# Exercise goal
Rewrite the data below with every "metal fence post" replaced by "steel fence post" and everything else unchanged. Omit the pictures.

# Start of Data provided

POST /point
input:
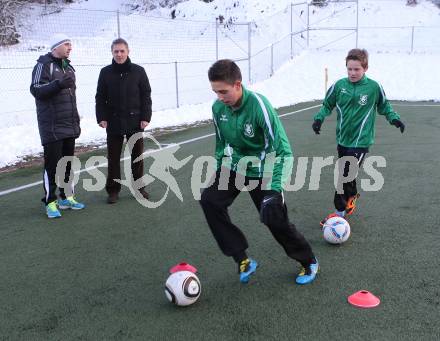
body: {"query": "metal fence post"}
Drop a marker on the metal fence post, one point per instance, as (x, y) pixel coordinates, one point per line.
(412, 39)
(308, 22)
(177, 84)
(216, 38)
(249, 52)
(119, 24)
(271, 60)
(291, 31)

# End of Data provided

# Answer for the task
POST /point
input:
body: {"query": "steel fence post"}
Drop a marker on the steel fence post, one point per instance, as (x, y) pixel coordinates, one point per line.
(412, 39)
(308, 22)
(177, 84)
(216, 38)
(249, 52)
(119, 24)
(271, 60)
(291, 31)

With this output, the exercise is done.